Records to process:

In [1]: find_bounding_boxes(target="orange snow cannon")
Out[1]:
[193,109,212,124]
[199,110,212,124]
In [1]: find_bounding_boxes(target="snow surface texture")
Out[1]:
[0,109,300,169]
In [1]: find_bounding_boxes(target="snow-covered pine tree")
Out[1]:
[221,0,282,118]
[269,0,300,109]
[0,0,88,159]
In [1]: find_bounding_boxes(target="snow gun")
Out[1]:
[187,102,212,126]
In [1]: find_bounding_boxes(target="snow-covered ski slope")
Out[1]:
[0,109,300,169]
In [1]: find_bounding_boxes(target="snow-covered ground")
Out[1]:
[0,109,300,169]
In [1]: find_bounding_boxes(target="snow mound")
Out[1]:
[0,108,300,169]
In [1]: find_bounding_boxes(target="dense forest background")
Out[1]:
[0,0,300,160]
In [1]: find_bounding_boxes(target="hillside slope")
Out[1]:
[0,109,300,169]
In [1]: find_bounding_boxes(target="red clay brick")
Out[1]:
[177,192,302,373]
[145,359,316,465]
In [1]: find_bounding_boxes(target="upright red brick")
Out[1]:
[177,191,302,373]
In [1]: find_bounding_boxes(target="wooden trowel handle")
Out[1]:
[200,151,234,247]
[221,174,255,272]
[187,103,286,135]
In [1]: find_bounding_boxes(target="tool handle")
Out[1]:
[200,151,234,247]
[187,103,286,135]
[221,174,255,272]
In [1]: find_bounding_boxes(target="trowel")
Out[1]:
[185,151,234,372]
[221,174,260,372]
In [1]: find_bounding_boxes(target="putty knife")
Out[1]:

* * *

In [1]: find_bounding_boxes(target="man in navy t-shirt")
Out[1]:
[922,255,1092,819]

Short exercise:
Pick out each line of the listing above that contains the word "slope" and copy those lines in full.

Answer to this exercise:
In [1]: find_bounding_boxes(target="snow-covered ski slope")
In [1]: find_bounding_boxes(target="hillside slope")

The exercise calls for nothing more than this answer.